To be done
Format the items from the line containing "Please place a point on the woman's face" up to and including the line containing "column 90, row 58" as a Markdown table with the columns No. and Line, one row per line, skipping any blank lines.

Items
══════

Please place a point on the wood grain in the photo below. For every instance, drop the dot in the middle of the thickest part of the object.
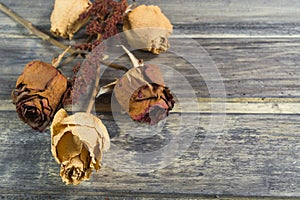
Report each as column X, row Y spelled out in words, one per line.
column 254, row 155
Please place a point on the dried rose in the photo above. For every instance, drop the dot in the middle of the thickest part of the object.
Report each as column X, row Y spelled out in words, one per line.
column 78, row 142
column 146, row 27
column 38, row 94
column 65, row 17
column 141, row 92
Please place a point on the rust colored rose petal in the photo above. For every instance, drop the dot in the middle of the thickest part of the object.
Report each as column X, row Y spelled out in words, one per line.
column 38, row 94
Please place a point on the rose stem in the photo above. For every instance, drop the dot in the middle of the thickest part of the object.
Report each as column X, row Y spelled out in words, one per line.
column 94, row 92
column 33, row 30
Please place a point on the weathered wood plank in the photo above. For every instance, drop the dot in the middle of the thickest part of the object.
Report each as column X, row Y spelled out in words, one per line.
column 204, row 19
column 247, row 67
column 253, row 155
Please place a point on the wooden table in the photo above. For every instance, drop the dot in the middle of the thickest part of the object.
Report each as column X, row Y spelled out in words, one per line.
column 254, row 87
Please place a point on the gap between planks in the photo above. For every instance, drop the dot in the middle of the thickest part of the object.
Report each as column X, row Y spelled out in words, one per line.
column 217, row 106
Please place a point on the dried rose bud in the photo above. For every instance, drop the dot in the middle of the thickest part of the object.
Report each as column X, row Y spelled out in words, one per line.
column 65, row 17
column 78, row 142
column 38, row 94
column 141, row 92
column 146, row 27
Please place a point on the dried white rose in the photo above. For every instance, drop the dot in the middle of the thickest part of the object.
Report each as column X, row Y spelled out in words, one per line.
column 78, row 142
column 64, row 17
column 146, row 27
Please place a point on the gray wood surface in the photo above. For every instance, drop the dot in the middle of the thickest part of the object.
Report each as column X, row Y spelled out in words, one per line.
column 255, row 46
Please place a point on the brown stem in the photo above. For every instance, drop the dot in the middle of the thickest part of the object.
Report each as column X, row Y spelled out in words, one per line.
column 94, row 92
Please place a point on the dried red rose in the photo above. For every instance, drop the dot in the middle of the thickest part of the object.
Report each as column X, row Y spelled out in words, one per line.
column 38, row 94
column 142, row 93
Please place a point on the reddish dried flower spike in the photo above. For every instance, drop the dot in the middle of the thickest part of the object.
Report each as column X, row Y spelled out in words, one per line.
column 38, row 94
column 105, row 16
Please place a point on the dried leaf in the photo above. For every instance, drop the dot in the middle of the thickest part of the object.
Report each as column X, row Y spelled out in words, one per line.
column 65, row 15
column 146, row 27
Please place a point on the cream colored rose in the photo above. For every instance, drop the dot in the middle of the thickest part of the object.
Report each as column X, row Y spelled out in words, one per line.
column 64, row 17
column 78, row 142
column 146, row 27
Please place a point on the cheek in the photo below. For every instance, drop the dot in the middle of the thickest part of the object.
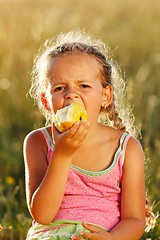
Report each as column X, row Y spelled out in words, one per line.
column 56, row 103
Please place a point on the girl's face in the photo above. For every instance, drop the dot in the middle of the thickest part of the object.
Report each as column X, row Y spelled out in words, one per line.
column 77, row 77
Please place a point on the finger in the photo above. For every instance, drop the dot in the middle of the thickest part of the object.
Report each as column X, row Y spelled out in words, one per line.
column 91, row 227
column 81, row 131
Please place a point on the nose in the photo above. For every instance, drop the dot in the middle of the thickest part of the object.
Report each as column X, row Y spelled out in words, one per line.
column 71, row 94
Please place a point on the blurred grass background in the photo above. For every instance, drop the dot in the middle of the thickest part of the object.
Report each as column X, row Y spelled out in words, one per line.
column 131, row 28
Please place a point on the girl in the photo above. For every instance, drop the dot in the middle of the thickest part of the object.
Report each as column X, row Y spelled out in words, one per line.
column 88, row 182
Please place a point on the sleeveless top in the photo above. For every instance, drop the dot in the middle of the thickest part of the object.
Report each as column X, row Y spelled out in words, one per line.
column 93, row 197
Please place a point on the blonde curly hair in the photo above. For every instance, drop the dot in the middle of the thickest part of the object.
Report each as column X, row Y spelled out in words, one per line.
column 118, row 114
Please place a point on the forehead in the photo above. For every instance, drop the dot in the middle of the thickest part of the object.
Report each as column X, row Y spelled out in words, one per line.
column 80, row 63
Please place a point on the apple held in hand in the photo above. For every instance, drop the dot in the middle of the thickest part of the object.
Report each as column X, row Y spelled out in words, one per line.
column 67, row 116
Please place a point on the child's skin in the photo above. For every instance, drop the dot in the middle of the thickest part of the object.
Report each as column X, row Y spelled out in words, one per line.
column 77, row 77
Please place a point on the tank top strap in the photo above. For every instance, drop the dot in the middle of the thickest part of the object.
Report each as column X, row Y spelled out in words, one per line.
column 49, row 143
column 123, row 143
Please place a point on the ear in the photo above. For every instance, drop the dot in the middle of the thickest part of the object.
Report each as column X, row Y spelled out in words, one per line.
column 107, row 96
column 45, row 101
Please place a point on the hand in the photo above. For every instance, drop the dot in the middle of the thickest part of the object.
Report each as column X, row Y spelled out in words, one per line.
column 71, row 139
column 96, row 233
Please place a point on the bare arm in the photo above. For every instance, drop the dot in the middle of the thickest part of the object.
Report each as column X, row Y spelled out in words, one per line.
column 45, row 184
column 132, row 224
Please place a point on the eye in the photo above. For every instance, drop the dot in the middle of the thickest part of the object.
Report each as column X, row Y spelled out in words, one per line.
column 59, row 88
column 85, row 86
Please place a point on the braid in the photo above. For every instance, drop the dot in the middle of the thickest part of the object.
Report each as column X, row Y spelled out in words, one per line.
column 114, row 117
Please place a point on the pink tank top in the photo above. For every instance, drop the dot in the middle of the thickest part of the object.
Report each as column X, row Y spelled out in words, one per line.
column 93, row 197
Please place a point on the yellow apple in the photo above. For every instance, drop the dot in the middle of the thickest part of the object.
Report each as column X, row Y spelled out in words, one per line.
column 67, row 116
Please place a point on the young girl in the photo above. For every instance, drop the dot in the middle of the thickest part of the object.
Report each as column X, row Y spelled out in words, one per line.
column 88, row 182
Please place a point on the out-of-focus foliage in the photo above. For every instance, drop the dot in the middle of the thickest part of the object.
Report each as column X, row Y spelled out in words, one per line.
column 132, row 30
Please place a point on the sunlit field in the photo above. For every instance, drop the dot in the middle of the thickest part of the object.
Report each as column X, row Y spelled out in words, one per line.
column 132, row 30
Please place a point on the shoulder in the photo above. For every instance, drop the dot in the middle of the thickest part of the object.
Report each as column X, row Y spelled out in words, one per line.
column 34, row 143
column 134, row 147
column 134, row 156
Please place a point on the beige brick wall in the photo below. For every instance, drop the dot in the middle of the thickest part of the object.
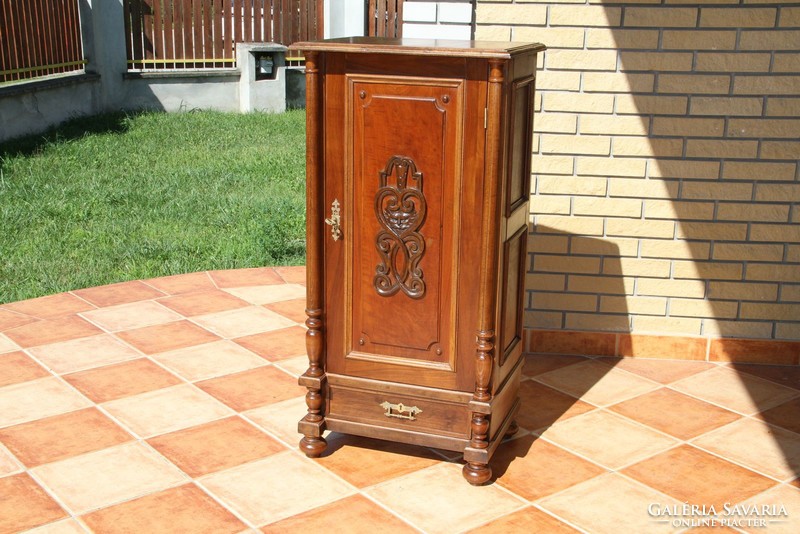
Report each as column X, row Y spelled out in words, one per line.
column 666, row 193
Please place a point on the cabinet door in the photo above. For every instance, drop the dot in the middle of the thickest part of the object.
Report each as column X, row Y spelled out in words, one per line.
column 398, row 299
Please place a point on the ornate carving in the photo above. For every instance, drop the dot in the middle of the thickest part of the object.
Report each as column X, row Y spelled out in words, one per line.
column 400, row 208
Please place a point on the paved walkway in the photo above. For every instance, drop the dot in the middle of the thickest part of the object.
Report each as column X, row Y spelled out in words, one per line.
column 171, row 405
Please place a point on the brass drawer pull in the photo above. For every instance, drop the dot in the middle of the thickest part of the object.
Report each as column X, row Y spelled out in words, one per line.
column 397, row 410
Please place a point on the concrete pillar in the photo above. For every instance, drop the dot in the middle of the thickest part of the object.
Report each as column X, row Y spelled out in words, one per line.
column 344, row 18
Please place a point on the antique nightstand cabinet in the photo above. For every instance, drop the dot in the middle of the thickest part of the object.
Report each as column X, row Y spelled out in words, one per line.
column 418, row 178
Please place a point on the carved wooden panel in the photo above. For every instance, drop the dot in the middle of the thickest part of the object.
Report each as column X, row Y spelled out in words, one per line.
column 404, row 232
column 400, row 207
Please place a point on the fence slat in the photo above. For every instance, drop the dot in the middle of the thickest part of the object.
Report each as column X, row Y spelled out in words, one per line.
column 158, row 27
column 148, row 29
column 204, row 33
column 169, row 31
column 38, row 38
column 227, row 20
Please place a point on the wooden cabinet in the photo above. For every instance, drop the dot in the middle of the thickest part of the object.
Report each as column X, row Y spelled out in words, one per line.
column 418, row 178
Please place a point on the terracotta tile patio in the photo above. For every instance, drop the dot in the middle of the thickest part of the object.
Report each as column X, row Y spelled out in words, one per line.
column 171, row 405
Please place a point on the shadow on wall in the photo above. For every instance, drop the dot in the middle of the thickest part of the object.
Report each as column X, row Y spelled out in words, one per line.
column 694, row 188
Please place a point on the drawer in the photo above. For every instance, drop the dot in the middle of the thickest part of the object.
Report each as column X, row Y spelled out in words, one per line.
column 405, row 412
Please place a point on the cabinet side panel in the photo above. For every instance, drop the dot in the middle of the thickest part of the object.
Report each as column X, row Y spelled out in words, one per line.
column 520, row 144
column 513, row 290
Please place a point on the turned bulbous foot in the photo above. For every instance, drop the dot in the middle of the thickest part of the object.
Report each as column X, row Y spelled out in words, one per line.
column 313, row 447
column 477, row 474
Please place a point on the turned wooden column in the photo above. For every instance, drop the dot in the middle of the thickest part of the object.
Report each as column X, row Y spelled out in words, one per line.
column 477, row 473
column 313, row 424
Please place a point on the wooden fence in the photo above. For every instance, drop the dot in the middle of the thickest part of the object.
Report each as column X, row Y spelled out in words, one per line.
column 385, row 18
column 181, row 34
column 38, row 38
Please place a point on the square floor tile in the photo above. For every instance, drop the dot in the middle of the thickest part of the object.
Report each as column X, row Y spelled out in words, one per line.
column 8, row 463
column 761, row 447
column 183, row 509
column 85, row 353
column 258, row 276
column 361, row 516
column 528, row 519
column 536, row 364
column 293, row 309
column 166, row 410
column 36, row 399
column 691, row 475
column 597, row 383
column 11, row 319
column 786, row 415
column 785, row 375
column 62, row 436
column 265, row 294
column 610, row 504
column 276, row 344
column 253, row 388
column 276, row 487
column 662, row 371
column 121, row 293
column 608, row 439
column 209, row 360
column 294, row 366
column 281, row 418
column 212, row 301
column 515, row 462
column 243, row 322
column 785, row 497
column 543, row 406
column 6, row 345
column 50, row 306
column 739, row 392
column 295, row 274
column 438, row 499
column 65, row 526
column 182, row 283
column 51, row 331
column 109, row 476
column 365, row 462
column 130, row 316
column 25, row 504
column 112, row 382
column 215, row 446
column 674, row 413
column 16, row 367
column 171, row 336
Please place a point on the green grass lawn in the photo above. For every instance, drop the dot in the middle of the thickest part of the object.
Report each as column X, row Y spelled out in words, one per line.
column 121, row 197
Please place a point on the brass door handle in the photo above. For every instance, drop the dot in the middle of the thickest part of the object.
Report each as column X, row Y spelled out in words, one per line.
column 335, row 221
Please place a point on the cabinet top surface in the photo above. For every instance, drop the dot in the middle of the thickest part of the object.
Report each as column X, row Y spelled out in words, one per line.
column 419, row 47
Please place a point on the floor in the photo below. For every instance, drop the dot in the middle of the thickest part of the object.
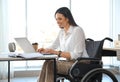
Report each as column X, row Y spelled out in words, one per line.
column 34, row 79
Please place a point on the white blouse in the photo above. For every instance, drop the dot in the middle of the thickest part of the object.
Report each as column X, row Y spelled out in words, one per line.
column 73, row 42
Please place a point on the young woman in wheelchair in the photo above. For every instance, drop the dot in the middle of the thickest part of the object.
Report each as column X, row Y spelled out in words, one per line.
column 69, row 44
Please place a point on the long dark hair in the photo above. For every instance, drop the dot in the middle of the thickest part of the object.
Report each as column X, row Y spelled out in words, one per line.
column 67, row 13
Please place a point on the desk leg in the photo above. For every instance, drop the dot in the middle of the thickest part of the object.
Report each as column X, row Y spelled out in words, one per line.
column 8, row 71
column 54, row 70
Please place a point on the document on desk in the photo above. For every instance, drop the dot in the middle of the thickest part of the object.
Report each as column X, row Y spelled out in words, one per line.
column 31, row 55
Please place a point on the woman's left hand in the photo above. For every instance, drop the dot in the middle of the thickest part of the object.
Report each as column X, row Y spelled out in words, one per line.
column 49, row 51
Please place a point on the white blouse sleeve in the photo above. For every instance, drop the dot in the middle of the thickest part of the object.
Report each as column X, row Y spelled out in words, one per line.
column 79, row 44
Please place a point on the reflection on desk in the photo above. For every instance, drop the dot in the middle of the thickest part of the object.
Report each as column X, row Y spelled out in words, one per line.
column 111, row 52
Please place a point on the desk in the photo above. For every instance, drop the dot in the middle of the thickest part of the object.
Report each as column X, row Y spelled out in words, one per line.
column 109, row 51
column 4, row 57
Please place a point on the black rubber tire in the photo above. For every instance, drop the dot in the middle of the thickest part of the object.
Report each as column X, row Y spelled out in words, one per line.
column 98, row 71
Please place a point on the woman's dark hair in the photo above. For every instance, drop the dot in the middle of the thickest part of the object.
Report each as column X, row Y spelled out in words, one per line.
column 67, row 13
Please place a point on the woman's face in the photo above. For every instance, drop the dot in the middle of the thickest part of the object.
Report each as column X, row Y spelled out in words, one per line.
column 62, row 21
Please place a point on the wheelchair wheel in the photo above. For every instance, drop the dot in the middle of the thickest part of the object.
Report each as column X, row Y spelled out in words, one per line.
column 96, row 71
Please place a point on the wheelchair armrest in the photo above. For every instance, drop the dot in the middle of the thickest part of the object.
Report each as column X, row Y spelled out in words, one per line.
column 90, row 58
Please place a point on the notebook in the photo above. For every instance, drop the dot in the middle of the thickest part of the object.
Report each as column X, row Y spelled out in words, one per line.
column 25, row 44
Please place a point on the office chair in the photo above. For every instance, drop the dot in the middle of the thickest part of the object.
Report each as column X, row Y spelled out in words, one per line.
column 79, row 69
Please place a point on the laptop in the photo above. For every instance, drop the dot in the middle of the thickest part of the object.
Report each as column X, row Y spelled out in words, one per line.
column 25, row 44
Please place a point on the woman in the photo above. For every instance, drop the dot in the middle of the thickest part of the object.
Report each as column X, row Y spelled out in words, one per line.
column 70, row 42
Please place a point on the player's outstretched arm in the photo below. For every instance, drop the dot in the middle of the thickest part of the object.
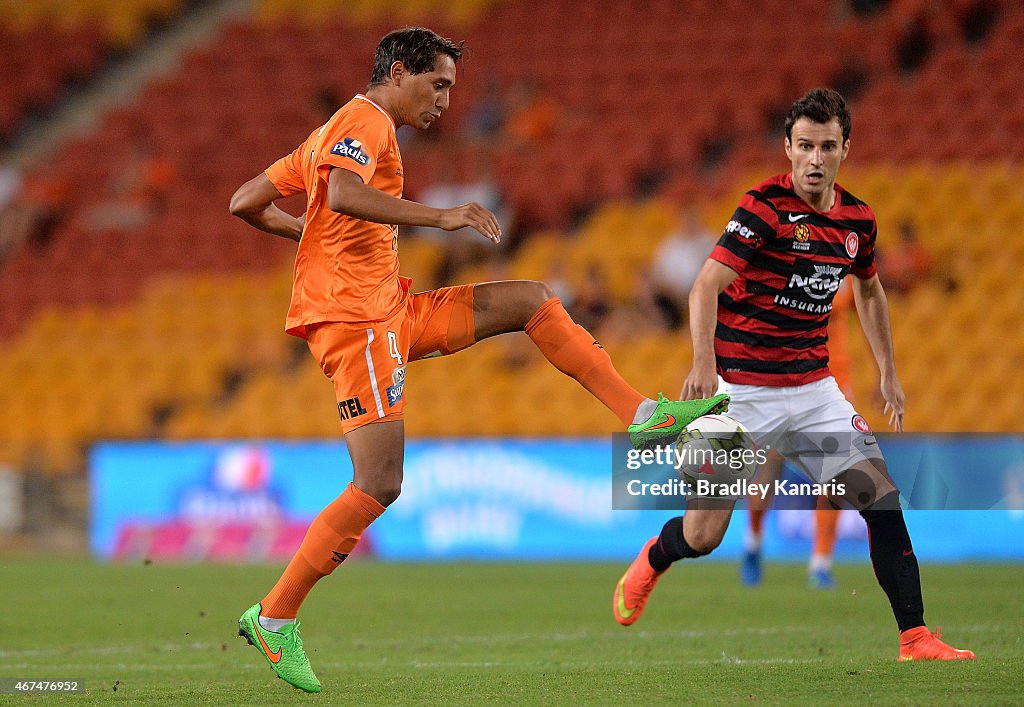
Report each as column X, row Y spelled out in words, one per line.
column 347, row 194
column 702, row 379
column 253, row 203
column 872, row 309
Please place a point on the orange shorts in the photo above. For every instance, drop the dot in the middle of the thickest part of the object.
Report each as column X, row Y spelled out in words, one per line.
column 367, row 362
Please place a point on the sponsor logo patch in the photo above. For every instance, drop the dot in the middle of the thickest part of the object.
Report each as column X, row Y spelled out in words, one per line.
column 821, row 285
column 852, row 244
column 350, row 408
column 801, row 237
column 735, row 226
column 397, row 386
column 351, row 149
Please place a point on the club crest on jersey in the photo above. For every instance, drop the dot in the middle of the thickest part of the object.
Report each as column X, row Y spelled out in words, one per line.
column 351, row 149
column 852, row 244
column 801, row 237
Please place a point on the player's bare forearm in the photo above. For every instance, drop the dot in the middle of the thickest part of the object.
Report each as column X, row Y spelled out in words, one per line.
column 253, row 203
column 347, row 194
column 872, row 309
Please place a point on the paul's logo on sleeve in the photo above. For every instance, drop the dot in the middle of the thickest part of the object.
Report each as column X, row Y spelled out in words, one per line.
column 351, row 149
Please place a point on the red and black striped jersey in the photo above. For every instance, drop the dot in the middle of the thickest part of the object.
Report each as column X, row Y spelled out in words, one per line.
column 773, row 319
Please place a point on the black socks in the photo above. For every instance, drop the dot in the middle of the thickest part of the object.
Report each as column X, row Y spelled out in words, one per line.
column 671, row 546
column 894, row 562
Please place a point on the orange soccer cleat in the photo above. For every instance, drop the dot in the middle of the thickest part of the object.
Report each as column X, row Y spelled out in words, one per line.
column 635, row 586
column 920, row 643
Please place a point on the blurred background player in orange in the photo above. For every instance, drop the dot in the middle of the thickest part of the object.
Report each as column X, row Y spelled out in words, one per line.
column 363, row 323
column 819, row 574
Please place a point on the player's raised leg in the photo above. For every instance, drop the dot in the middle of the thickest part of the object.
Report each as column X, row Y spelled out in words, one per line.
column 531, row 306
column 757, row 507
column 692, row 535
column 377, row 452
column 869, row 489
column 819, row 575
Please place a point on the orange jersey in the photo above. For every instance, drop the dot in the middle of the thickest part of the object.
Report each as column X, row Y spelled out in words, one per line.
column 346, row 269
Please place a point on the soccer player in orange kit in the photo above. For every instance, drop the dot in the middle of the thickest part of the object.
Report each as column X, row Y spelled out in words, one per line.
column 364, row 325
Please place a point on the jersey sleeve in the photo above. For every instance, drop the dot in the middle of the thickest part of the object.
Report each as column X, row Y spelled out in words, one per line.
column 863, row 264
column 355, row 144
column 286, row 173
column 754, row 223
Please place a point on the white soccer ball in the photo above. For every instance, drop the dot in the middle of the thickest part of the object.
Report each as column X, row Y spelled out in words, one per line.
column 718, row 451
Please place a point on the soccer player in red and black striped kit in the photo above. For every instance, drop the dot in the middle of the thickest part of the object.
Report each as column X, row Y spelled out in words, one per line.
column 759, row 316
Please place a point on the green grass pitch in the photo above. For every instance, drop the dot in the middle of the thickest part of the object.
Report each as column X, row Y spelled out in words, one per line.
column 507, row 634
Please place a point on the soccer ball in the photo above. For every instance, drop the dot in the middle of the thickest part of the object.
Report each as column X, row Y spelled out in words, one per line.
column 715, row 454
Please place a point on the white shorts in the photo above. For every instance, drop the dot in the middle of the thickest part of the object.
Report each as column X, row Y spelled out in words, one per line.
column 812, row 425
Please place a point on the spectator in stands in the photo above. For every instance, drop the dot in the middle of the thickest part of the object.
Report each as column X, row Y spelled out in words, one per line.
column 532, row 115
column 487, row 116
column 906, row 264
column 592, row 299
column 30, row 211
column 676, row 263
column 137, row 194
column 469, row 182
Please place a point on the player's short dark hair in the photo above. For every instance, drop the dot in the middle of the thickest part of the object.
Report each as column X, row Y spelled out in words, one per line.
column 417, row 47
column 820, row 106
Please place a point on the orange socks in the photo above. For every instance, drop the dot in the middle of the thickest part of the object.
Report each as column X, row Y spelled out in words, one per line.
column 572, row 350
column 331, row 537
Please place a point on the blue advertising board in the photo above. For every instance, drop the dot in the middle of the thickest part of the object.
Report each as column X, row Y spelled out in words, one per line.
column 489, row 499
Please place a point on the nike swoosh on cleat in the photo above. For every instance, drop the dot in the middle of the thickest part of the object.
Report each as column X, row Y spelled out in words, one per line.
column 271, row 656
column 669, row 421
column 624, row 611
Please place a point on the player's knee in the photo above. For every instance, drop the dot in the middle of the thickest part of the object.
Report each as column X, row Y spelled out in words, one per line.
column 384, row 493
column 704, row 540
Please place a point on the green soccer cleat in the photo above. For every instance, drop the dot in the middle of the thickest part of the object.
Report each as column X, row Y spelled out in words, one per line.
column 283, row 651
column 671, row 417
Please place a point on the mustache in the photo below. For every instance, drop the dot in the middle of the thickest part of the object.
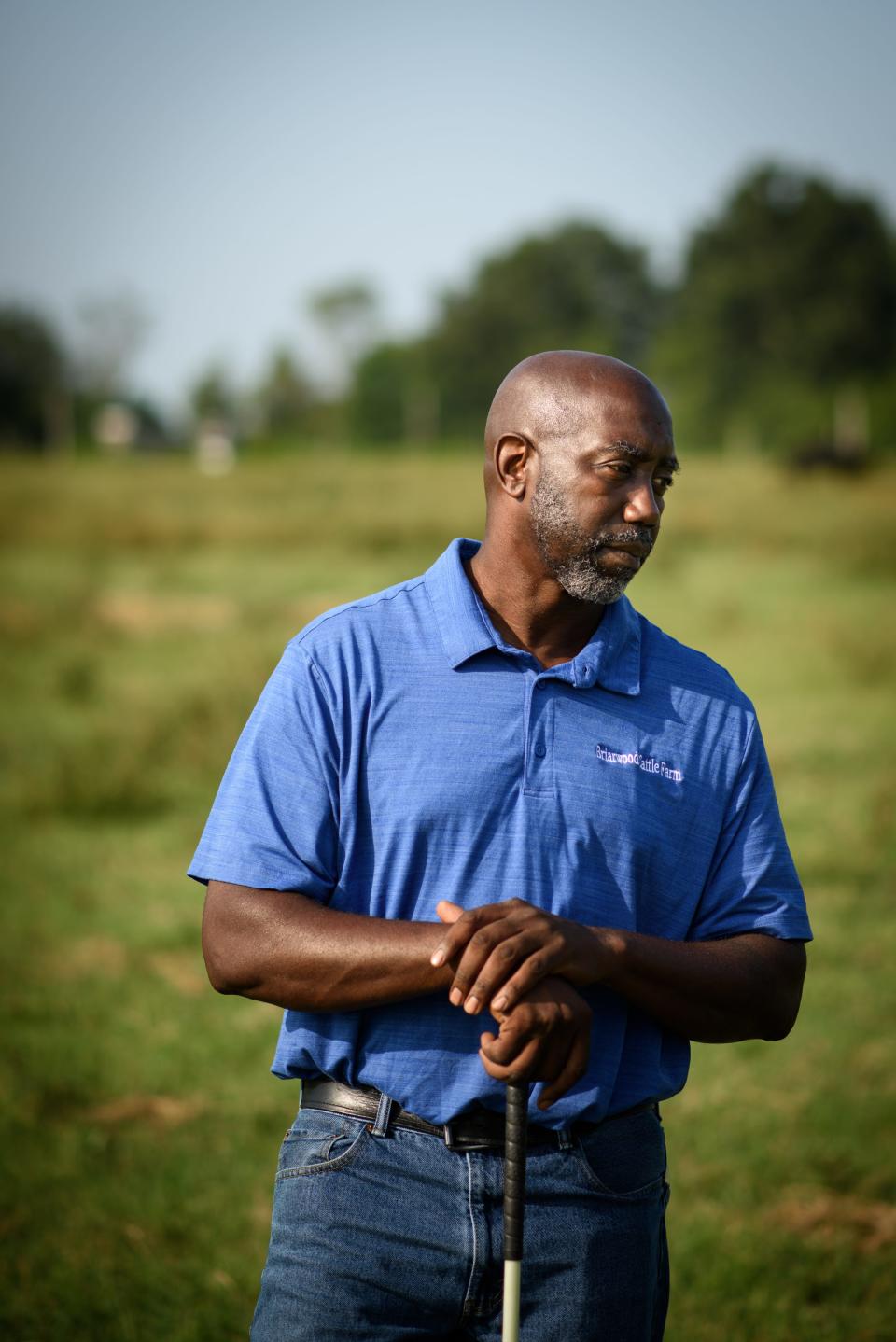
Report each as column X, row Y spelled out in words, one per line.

══════

Answer to this problem
| No. | Line |
|---|---|
| 1 | Please place a point on the woman's face in the photo above. For every instance, drop the dot in the middle of the thickest part of the object. |
| 2 | Report each as column X, row Y spelled out in words, one per line. |
| 3 | column 62, row 21 |
| 4 | Please place a point on the wheelchair wheel in the photo above. For every instance, drop the dot in the middle of the thickest part of the object. |
| 5 | Report each as column X, row Y spelled out in words, one per line. |
| 6 | column 96, row 71 |
| 7 | Please place a point on the wheelchair armrest in the photo above. For every instance, drop the dot in the middle of the thickest part of the object. |
| 8 | Report each as column X, row Y spelled out in words, one per line. |
| 9 | column 90, row 58 |